— start DATASET RECORDS —

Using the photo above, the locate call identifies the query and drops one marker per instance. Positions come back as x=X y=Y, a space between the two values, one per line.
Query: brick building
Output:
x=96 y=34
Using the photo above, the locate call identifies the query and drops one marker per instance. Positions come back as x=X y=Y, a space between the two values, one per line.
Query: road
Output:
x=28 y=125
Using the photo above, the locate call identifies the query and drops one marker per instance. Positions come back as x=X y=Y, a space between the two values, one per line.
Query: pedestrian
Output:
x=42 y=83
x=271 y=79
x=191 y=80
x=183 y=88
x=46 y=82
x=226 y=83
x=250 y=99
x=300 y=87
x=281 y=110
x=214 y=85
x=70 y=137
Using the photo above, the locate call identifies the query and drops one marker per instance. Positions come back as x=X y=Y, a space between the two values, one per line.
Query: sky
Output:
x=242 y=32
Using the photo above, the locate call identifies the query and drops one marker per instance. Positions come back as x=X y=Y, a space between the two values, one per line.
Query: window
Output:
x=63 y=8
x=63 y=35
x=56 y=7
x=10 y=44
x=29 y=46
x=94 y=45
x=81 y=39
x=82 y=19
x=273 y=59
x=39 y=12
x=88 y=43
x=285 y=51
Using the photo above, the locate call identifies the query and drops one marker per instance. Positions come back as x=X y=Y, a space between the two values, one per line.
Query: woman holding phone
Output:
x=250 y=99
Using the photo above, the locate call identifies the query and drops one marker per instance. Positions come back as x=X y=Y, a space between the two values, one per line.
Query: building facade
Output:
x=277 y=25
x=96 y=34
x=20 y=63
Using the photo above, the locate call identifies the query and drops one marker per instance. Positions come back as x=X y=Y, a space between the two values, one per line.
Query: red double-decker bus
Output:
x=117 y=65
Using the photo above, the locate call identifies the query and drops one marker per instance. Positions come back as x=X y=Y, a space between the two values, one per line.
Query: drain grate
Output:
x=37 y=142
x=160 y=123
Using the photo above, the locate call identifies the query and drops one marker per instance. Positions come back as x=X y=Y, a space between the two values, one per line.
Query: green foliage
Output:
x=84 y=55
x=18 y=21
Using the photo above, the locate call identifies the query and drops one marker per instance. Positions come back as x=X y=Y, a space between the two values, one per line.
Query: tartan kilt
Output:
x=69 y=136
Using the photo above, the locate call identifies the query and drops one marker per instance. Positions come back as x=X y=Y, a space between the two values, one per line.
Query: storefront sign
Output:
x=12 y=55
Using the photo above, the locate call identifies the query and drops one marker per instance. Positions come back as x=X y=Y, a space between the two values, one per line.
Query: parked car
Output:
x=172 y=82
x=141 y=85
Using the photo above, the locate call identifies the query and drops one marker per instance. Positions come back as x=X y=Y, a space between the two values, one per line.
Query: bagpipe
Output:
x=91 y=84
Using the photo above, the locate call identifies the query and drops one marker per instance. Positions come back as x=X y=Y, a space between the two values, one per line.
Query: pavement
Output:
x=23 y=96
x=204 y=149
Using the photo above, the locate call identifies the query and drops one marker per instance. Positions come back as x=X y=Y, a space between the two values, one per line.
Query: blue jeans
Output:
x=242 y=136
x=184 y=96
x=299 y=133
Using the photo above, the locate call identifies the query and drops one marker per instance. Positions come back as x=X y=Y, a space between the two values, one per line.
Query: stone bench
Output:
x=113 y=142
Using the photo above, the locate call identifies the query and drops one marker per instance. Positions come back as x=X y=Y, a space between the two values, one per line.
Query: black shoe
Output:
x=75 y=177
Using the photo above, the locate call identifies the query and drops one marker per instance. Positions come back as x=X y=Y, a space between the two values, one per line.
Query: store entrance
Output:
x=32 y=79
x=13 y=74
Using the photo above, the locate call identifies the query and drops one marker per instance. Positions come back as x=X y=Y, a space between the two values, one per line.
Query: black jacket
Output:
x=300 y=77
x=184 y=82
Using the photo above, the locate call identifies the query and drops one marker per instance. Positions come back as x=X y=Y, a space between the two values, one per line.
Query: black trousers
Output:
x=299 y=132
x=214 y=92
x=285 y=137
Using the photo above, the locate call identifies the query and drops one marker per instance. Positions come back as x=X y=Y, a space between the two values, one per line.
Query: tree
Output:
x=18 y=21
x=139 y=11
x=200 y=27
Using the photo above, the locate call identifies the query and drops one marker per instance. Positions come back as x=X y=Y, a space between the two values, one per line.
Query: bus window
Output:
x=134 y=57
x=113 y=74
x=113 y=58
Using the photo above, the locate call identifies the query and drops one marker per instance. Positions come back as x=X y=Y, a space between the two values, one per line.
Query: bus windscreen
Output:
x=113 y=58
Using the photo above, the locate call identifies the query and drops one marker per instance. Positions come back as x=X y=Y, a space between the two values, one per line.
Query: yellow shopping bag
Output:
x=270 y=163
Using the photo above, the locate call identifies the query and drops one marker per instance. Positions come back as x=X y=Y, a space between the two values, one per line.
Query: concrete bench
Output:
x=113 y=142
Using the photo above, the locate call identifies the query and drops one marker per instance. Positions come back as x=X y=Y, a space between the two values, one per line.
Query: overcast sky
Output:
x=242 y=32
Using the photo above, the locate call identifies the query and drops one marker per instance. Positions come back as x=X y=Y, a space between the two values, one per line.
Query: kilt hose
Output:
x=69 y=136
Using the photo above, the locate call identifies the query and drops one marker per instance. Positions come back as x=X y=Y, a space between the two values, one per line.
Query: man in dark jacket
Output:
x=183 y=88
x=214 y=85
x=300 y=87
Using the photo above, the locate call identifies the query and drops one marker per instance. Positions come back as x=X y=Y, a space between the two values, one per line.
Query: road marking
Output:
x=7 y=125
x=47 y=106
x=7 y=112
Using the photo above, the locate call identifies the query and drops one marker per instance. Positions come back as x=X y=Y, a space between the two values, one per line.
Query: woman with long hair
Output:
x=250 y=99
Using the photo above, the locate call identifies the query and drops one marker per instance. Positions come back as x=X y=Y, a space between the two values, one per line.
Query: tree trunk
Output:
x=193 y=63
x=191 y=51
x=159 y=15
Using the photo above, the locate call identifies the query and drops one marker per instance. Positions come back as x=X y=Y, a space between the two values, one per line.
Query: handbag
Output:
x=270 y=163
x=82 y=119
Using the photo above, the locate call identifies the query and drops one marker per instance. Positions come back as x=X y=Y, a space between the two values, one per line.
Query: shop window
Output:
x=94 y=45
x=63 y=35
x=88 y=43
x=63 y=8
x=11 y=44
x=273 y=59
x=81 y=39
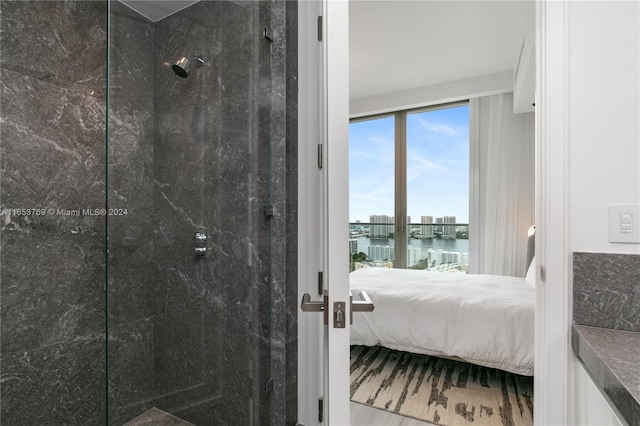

— end DATASET RECORDS —

- PROBLEM REQUIREMENTS -
From the records above, pull out every line that includes the string "jacket", treating uppercase and lowercase as distinct.

- WRITTEN ANSWER -
Query: black jacket
Query: man in dark jacket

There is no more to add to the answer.